_What to work on_.
A - Transcribe, word for word, the stretch of the comments on the film-list controversy from "If he trying" through "he's an educator!!".
B - Extend the comments on the film-list controversy, starting immediately after their final sentence.

begin Provided passage

That whole controversy was stupid. He made a list of films he personally considers to be essential viewing based on their content, not on whether or not the directors fulfilled a certain quota. If I were to make a list of my favorite movies I doubt I'd have more than two films by female directors on it. That has nothing to do with whether or not I think women are talented behind the camera and everything to do with personal taste. And if you don't like my personal taste tough shit, do something productive like making your own list instead of whining. The American media's relentless need to politicize everything is getting to be ridiculous. I bet if this exact list happened to be released by a white director someone would complain that there's only one black filmmaker featured.


If he trying to throw female directors or whomever a bone with this sidenote I'd just throw the bone right back. You mean out of the whole history of filmmaking of the films he's seen he can only count FOUR women filmmakers??!! And he's an educator!!


The lesson in all this: before you can empower yourself you have to play the victim. Btw, doesn't it defeat the purpose of a personal list if it has to fact-checked by politically correct censors and focus group tested?


Hmm… I'm not sure how giving women their own little postscript, and then choosing more than half of the films on that list from the same woman, really makes the situation better. Fells a bit too "Oh shit, I need to add some women to this list, what's on my DVD shelf…"

end Provided passage
begin Dataset content

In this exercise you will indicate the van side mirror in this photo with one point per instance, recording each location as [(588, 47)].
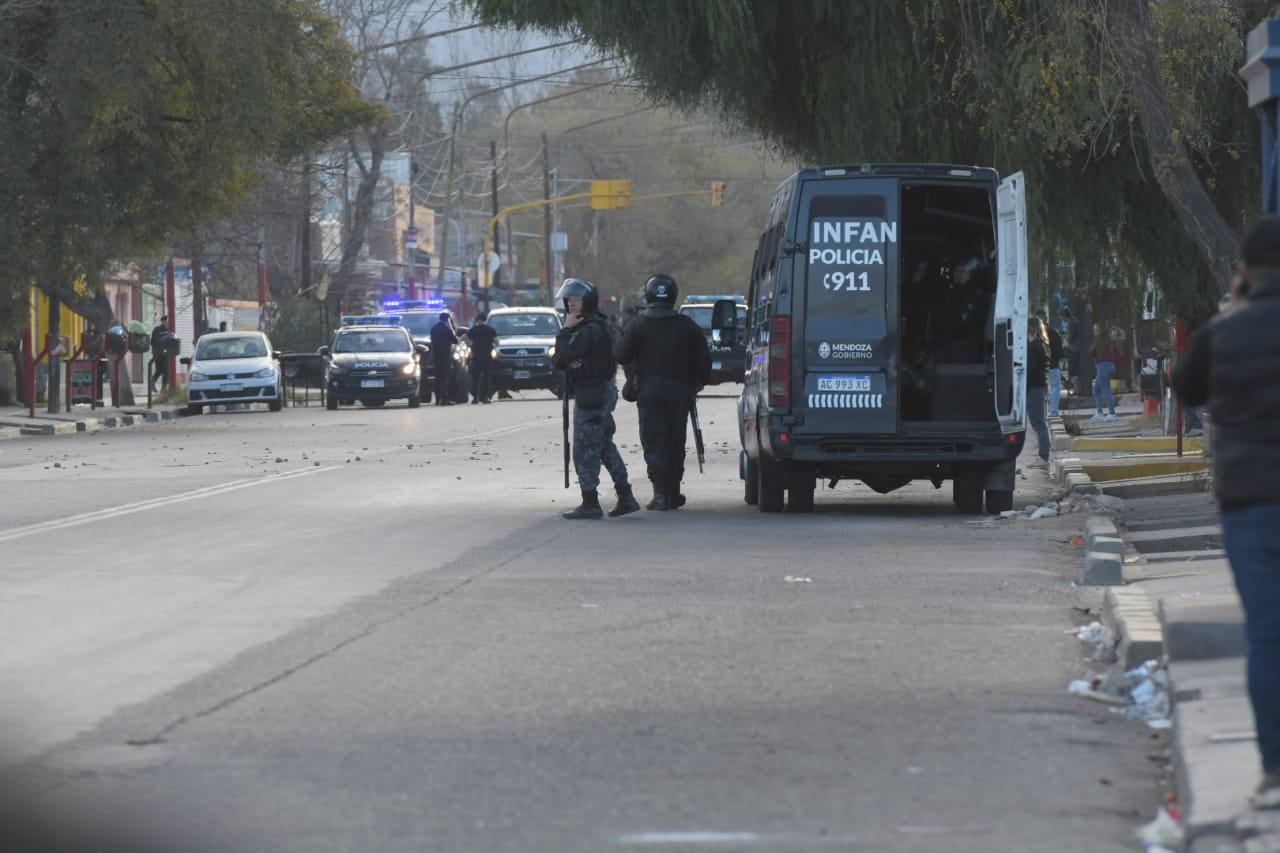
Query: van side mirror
[(725, 320)]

end Dataset content

_Outputs for the tasks_.
A -
If he trying to throw female directors or whomever a bone with this sidenote I'd just throw the bone right back. You mean out of the whole history of filmmaking of the films he's seen he can only count FOUR women filmmakers??!! And he's an educator!!

B -
Personally, I don't give shit about the gender or race of a director. All that matters is if you're good at the craft or not, and dedicated to making something worth discussing/watching/analyzing/loving.


Elaine May, A New Leaf, The Heartbreak Kid, Mikey and Nicky.


A lot of Wertmuller. I haven't seen her films in years, but I remember being unimpressed. If I remember, I thought they were narcissistic and stuffed with doggerel melodramatics, but maybe I should re-watch them. I don't know anyone who thinks "The Piano" or "The Hurt Locker" are "essential" films. "Daughters of the Dust" is pretty good, but I don't think it's essential. But that's also a title I haven't seen in awhile, I'll have to check it out again.

Frankly though, I just don't understand how anyone could make an essential list that's intentionally designed to include female filmmakers and leaves out names like Chantal Akerman, Agnes Varda, Maya Deren, Vera Chytilova, Barbara Loden, or Kira Muratova (and surely others I've neglected to mention).